Input for this task:
'''
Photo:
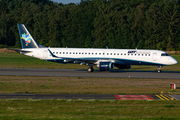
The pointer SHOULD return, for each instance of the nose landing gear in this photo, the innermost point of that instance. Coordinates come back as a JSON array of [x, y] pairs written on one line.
[[159, 69], [90, 69]]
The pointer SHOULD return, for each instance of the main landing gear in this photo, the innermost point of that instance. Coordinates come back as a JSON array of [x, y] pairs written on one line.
[[90, 69], [159, 69]]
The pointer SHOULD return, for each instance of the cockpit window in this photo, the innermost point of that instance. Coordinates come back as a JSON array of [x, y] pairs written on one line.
[[165, 54]]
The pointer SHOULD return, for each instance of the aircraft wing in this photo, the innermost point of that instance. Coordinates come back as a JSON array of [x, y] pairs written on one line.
[[87, 60]]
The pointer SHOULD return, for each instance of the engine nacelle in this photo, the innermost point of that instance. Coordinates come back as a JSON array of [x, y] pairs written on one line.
[[105, 66], [123, 66]]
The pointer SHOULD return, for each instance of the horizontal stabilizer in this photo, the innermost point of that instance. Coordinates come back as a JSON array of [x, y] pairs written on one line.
[[18, 50]]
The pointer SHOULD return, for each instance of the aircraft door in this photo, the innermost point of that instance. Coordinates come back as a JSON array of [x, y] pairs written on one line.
'''
Exercise aim:
Rewrite the text of all the entries above with every occurrence of "innermost point" replaced by "central point", keeping everything else the same. Leave the pictures out of your answer.

Solution to the problem:
Photo:
The pointer SHOULD return, for each instance of the nose landing gear in this photo, the central point of that instance. Coordinates come back as a JSON array of [x, y] pairs written on one line.
[[159, 69], [90, 69]]
The pointer SHOULD return, for each instance of the main landing gear in this photo, the central point of that instance. Coordinates come back as a JSON array of [x, y] pairs written on one line.
[[90, 69], [159, 69]]
The pointer SHOULD return, for each instance of the cockpit window in this photo, the central point of that instance. Coordinates come back as a JSON array of [x, y] pairs written on one line.
[[165, 54]]
The pointer SHOULD return, for each instance of the aircraft wing in this photo, the central point of that instance. Coordinates come back as a JSON array of [x, y] pairs written on one line.
[[87, 60]]
The pointer SHOULD return, for each instance of the engine nacelle in this photo, the central point of that instance. Coordinates come back as a JSON array of [x, y] pairs written on one line.
[[105, 66], [123, 66]]
The pointer SHOULD return, for each instance of the horizontal stabilizer in this photo, the central point of that instance. Coordinates come back as a JSON array of [x, y] pairs written on one line.
[[18, 50]]
The pointer SHOULD return, for each instance of the aircraft door in this photo, the central point of that instance. Coordinates come back as a JSON array of [x, y] pairs written on one line.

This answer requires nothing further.